> _PROBLEM REQUIREMENTS_: I'd like the data beneath this line reproduced exactly, without any of its images.

> _Collected data_:
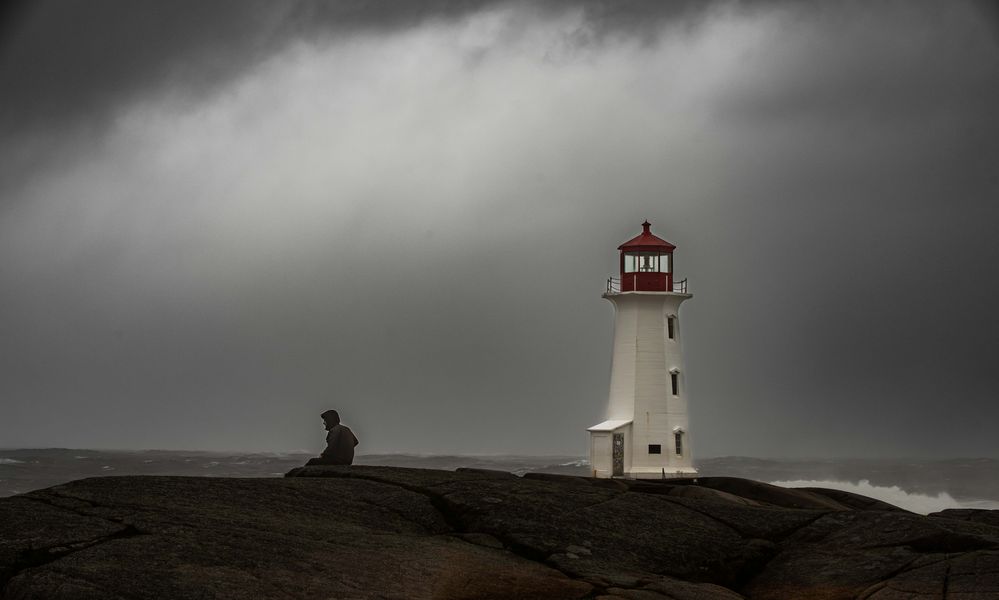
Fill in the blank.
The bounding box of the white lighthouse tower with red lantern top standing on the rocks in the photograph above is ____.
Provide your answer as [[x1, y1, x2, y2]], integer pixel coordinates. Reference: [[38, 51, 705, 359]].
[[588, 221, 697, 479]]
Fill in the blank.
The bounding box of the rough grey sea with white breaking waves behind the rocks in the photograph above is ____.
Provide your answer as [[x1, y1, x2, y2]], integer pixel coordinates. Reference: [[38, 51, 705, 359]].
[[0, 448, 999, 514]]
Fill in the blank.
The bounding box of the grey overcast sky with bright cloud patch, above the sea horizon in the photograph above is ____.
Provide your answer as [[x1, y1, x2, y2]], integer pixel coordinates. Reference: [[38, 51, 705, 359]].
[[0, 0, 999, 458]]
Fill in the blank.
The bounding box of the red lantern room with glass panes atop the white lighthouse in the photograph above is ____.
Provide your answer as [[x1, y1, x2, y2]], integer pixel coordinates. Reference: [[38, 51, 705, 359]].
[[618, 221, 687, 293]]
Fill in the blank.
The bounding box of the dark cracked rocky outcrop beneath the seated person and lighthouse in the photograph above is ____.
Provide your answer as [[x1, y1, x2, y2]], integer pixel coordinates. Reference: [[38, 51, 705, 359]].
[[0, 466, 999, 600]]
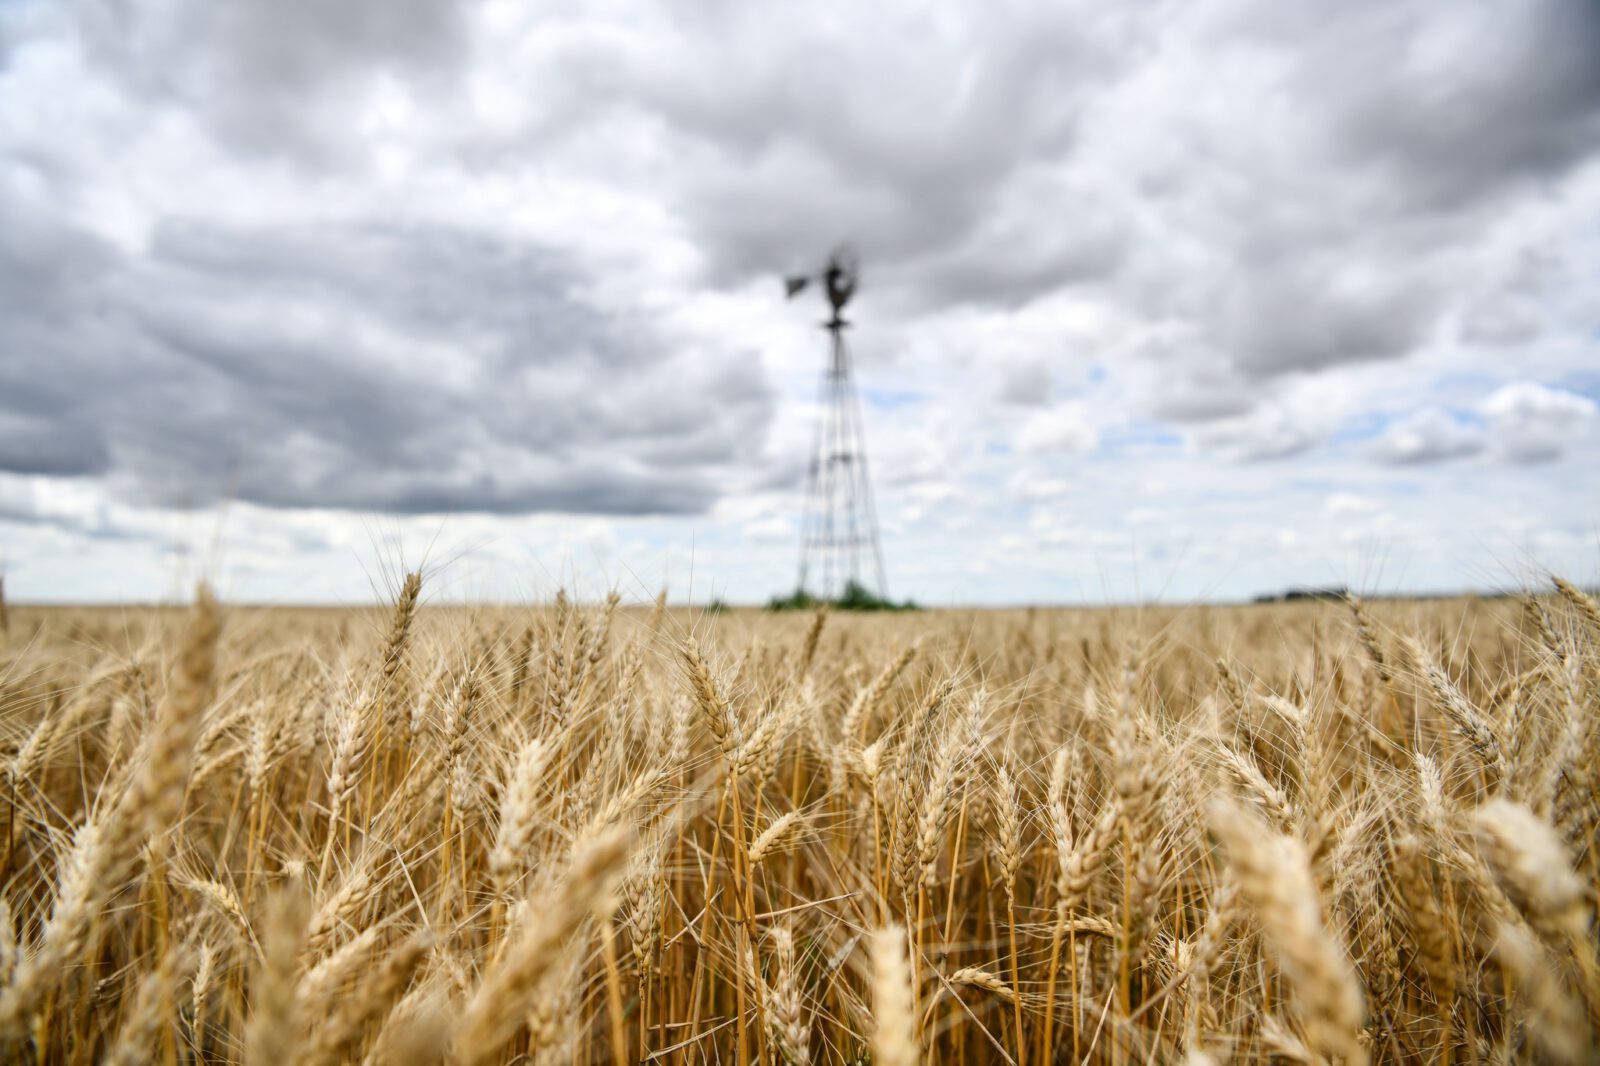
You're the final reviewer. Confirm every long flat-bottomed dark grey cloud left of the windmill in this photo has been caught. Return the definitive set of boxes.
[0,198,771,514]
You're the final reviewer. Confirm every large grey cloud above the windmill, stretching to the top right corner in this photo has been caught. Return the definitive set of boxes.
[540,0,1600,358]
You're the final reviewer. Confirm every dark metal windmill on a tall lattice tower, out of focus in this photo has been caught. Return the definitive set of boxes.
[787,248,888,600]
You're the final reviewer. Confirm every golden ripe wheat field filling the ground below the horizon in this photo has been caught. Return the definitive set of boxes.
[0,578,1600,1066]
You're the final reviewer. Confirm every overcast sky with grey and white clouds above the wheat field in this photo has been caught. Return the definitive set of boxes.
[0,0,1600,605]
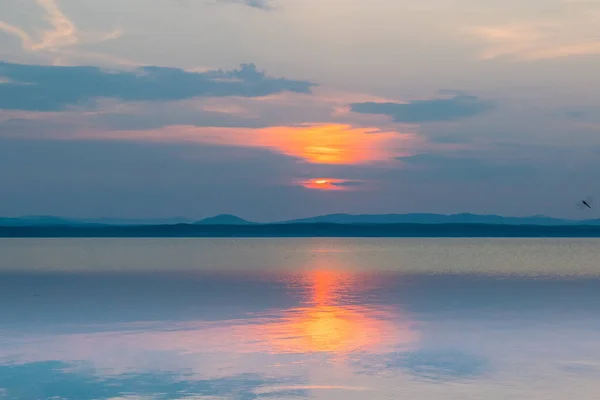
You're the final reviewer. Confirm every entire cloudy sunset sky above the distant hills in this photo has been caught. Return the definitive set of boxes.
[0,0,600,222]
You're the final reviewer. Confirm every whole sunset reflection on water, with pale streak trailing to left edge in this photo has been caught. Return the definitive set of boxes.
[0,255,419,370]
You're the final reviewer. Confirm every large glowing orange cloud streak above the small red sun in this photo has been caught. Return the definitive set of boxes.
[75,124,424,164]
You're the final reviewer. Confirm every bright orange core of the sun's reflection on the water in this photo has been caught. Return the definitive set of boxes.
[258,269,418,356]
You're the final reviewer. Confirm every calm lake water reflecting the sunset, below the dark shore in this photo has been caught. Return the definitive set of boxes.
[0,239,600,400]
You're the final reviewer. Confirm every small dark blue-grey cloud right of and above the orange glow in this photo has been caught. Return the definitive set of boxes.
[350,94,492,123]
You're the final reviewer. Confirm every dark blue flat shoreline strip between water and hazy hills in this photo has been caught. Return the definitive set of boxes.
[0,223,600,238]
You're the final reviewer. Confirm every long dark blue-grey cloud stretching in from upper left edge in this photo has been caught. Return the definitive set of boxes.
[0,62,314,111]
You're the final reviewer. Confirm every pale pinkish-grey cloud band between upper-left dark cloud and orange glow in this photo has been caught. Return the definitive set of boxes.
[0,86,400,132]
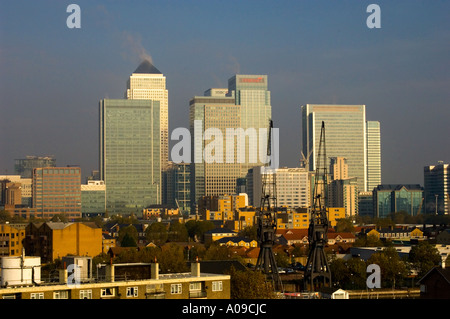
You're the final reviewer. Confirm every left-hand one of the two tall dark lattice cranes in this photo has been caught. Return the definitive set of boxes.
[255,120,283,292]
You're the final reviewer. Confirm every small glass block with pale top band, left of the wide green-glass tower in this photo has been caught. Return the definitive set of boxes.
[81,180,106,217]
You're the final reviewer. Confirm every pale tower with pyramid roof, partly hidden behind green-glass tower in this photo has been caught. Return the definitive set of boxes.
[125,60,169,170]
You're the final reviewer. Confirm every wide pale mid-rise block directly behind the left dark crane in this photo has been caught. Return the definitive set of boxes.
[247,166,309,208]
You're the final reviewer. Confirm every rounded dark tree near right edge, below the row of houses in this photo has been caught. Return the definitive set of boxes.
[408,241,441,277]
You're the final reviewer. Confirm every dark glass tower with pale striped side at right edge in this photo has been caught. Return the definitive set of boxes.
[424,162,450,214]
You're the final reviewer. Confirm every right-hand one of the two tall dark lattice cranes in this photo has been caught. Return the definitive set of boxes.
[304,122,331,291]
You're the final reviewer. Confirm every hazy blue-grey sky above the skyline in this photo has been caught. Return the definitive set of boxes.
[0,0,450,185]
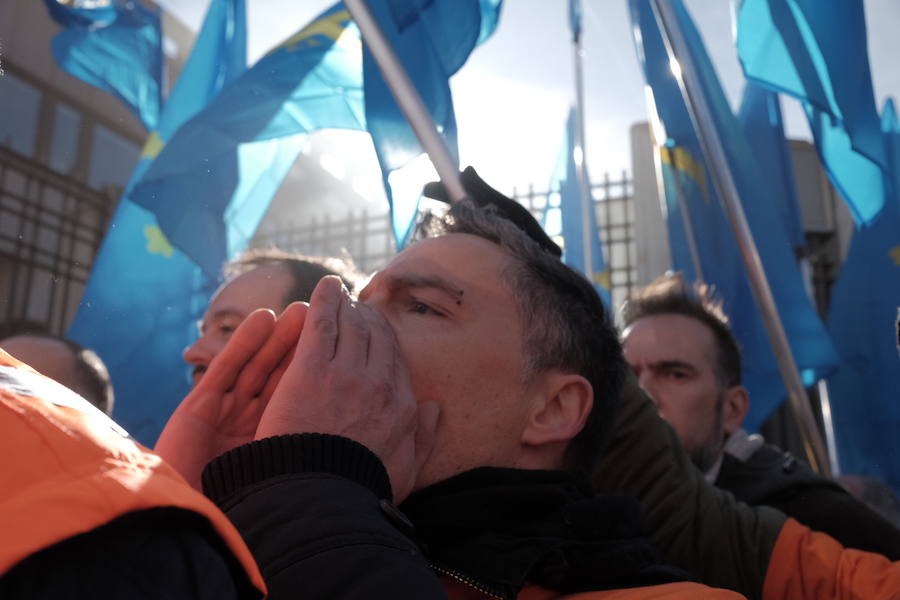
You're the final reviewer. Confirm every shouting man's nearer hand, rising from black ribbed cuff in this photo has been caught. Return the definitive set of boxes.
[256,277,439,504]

> _RESPONSE BOX_:
Fill in the blank.
The bounding box of the white lighthouse tower with red lantern top standing on the rocks in the photograph above is ____.
Provide your answer as [[x1, y1, x2, y2]], integer pixel coordinates. Reference: [[38, 51, 705, 359]].
[[588, 221, 697, 479]]
Fill in the blank.
The bounding box of the rough grey sea with white breaking waves behind the rocks in the photograph above is ____.
Provide your answer as [[x1, y1, x2, y2]], integer pixel coordinates. Reference: [[38, 51, 705, 359]].
[[0, 448, 999, 514]]
Fill in the blank.
The bounding box of the grey overcast sky with bright cloud patch, above the sea horizon in the photograph above is ____.
Provide your answer as [[x1, y1, x2, y2]], integer pixel coordinates. Reference: [[38, 51, 705, 359]].
[[0, 0, 999, 458]]
Fill in the blank.
The bounding box of the red lantern room with glass panes atop the white lighthouse in the photograph above is ____.
Provide your answer as [[x1, y1, x2, y2]], integer pixel coordinates. Reference: [[38, 51, 705, 359]].
[[618, 221, 687, 293]]
Fill in the blank.
The bounding box of the dark cracked rocky outcrop beneath the seated person and lighthouse in the photograph above is ____.
Provide your answer as [[x1, y1, x2, y2]], integer pixel coordinates. Reference: [[38, 51, 705, 359]].
[[0, 466, 999, 600]]
You're the final reviewer. Confirm every long flat-bottomed dark grey cloud left of the windmill in this photo has been caught. Return the definitive set of boxes.
[0,198,771,514]
You're the final reviewer. Confirm every large grey cloud above the windmill, stretching to the top right corner in this photo has been caught. Return the definitive set of boxes.
[540,0,1600,358]
You're the final reviewer. Confirm every dark metal windmill on a tall lattice tower, out of focus in this photo has been caught. Return the definitive set of boxes.
[787,248,888,600]
You're the final reviewer. Confirm every golden ripe wheat field filling the ground below the horizon in this photo has been caught. Return the definitive set of boxes.
[0,578,1600,1066]
You're the final reviewer. Confirm every overcast sky with grey and white clouds above the wheat field in this photo has been caught. Return the definitive set of boxes.
[0,0,1600,605]
You're the final reviewer. Confirm every entire cloudy sunset sky above the distant hills in this photo has been caught. Return the definitive set of boxes.
[0,0,600,222]
You're the final reviewer. Confirm every whole sunset reflection on water, with pale streak trailing to left edge in this photo has been caught. Return the definitive set of boxes.
[0,255,419,370]
You're the final reviewer. Confirm every large glowing orange cloud streak above the small red sun in this photo has been caught. Return the definitive set of boxes.
[75,124,424,164]
You're the final reviewer. Confirm every bright orange core of the sun's reflection on the water in this photo has been caught. Return the definitive set of boxes.
[258,269,418,356]
You're the final reviewer. Confirm every calm lake water reflecting the sunset, below the dark shore in this photo has been caught. Return the definitive set of boxes.
[0,239,600,400]
You're the final reviewer. Confirm every small dark blue-grey cloud right of and above the orange glow in this photo has been caught. Return the definitive set of boxes.
[350,94,492,123]
You're the final reviewer. Confirm every dark blue flat shoreline strip between water and hazy hills in this photo has been caught. Return the definitive set of boxes.
[0,223,600,238]
You're the final reviewer. Confirm every long dark blue-grey cloud stretching in from upper left edge in this photo has been caught. Return the definitive set of boxes.
[0,62,314,111]
You're the final reviewer. Confirm every pale pinkish-grey cloud band between upper-left dark cloud and orange glow in this photo has been caught. Return the definitive set of boxes.
[0,86,400,132]
You're the final reviewer. Confirm every left-hand one of the two tall dark lattice cranes in this photo has been caught. Return the definitive set of boxes.
[255,120,283,292]
You're the final reviewer. Confirm every small glass block with pale top band, left of the wide green-glass tower in this photo has been caught. Return the definitive set of boxes.
[81,180,106,217]
You're the final reviewer. Confirm every pale tower with pyramid roof, partly hidden behind green-glass tower in this photo has been caught. Return the definitive set of boxes.
[125,60,169,170]
You're the final reviewer. Confirm every wide pale mid-rise block directly behind the left dark crane in this photo has been caught. Return the definitive set of boxes.
[247,166,309,208]
You're the final reviewer. Confirm every rounded dark tree near right edge, below the row of houses in this photo has been caught. Return the definitive set of boxes.
[408,241,441,277]
You're the final reviewer. Confirm every dark glass tower with pale striped side at right edge in this photo has been caught. Return the definitive set of boxes.
[424,162,450,214]
You're the final reviewer. Confirm every right-hand one of the two tall dark lattice cranes in this photo has been caught. Return the definitive set of boxes.
[304,122,331,291]
You're the final reviewer. Confirm every hazy blue-grey sky above the skyline in this photo has been caught. Return the definitive set of boxes.
[0,0,450,185]
You're the final reviewer. Confirm every shouting man's nearer hand, rising from black ribbed cuff in this photo has been caught. Return the definitive set of boxes.
[256,277,439,504]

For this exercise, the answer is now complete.